- **EXERCISE**
The stretch wanted below opens at the line containing "Query: gabled roof" and closes at the line containing "Query: green grass". Please return it exactly, with no other lines.

- **SOURCE MATERIAL**
_ _ _ _
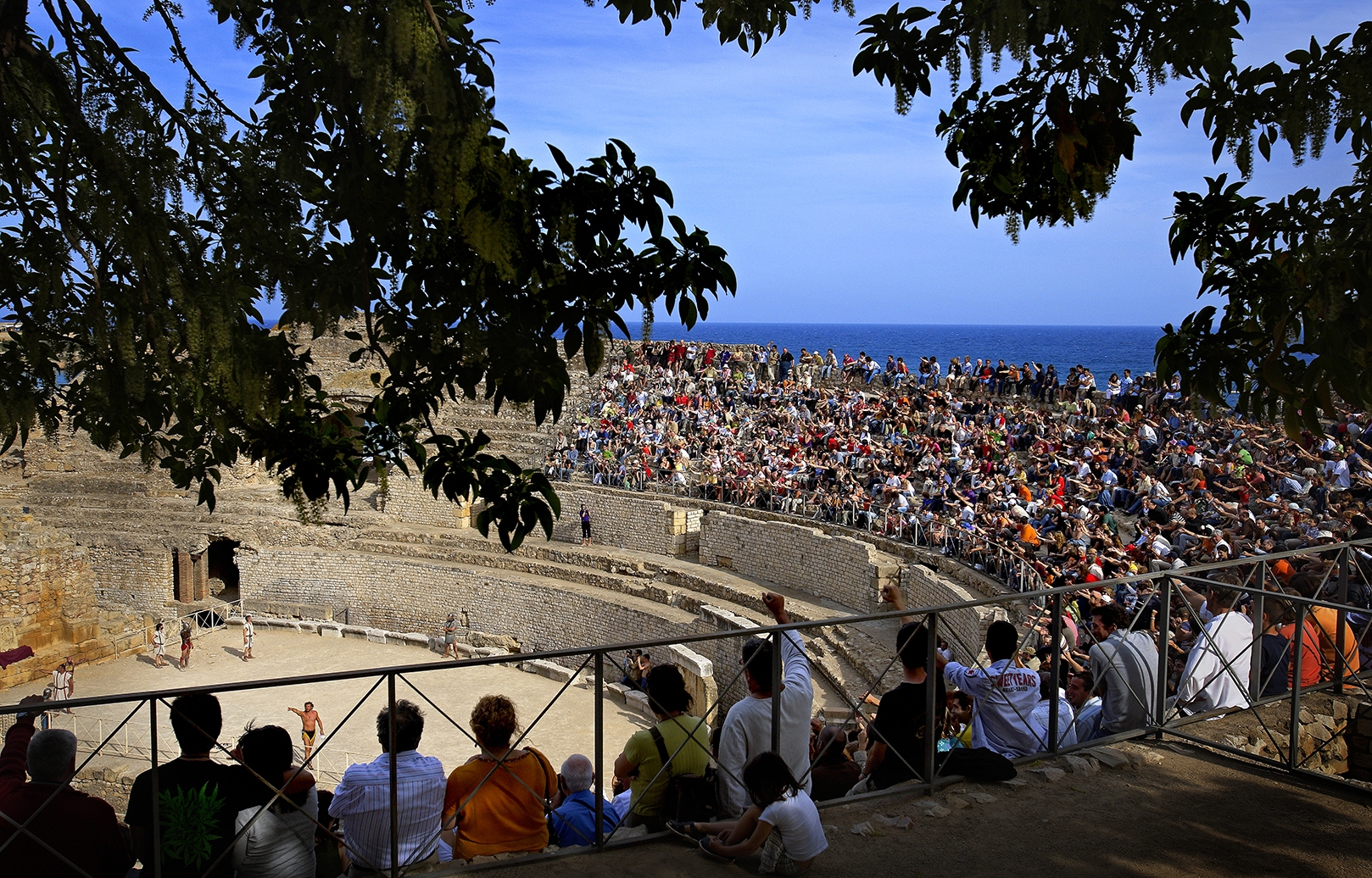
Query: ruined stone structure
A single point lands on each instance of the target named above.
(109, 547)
_ _ _ _
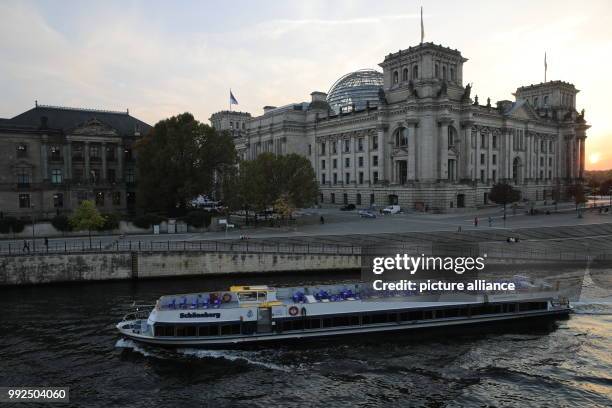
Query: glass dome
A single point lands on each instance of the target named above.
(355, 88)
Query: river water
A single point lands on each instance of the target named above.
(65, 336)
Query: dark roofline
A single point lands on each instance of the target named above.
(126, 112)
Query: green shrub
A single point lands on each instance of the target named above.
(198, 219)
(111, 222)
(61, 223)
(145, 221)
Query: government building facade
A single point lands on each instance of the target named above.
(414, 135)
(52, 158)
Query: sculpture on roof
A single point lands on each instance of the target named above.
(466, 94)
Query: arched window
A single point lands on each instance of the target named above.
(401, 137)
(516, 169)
_ _ _ _
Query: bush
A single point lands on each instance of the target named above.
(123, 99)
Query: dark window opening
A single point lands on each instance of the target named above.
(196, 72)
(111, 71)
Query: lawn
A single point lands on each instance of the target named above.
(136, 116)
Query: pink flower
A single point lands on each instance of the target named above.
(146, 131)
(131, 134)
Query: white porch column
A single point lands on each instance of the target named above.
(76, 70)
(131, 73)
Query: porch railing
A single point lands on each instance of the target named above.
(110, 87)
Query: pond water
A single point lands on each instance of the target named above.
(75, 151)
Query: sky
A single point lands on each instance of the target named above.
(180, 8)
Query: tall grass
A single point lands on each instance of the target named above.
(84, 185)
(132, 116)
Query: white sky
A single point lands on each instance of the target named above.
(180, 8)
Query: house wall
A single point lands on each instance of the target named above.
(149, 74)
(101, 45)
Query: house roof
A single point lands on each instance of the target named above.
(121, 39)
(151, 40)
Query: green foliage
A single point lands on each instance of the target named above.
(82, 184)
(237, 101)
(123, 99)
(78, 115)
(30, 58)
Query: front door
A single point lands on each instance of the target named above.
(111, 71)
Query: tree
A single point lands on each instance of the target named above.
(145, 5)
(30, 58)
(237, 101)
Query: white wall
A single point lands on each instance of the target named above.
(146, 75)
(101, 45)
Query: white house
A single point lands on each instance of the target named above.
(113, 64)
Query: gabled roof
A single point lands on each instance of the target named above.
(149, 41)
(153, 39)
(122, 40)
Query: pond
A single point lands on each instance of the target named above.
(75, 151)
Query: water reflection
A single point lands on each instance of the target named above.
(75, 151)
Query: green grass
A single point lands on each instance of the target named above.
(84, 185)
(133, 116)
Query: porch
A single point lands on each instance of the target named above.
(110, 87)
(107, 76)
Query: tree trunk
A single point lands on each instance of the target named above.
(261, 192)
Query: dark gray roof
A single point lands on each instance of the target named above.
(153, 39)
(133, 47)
_ _ _ _
- **TASK RESPONSE**
Query: gabled roof
A single point lands on each instance of the target named above.
(149, 41)
(153, 39)
(122, 40)
Query: pond
A single point lands on each instance of the target named above.
(75, 151)
Query: water reflection
A single point lands on each instance of the target named above.
(75, 151)
Query: green grass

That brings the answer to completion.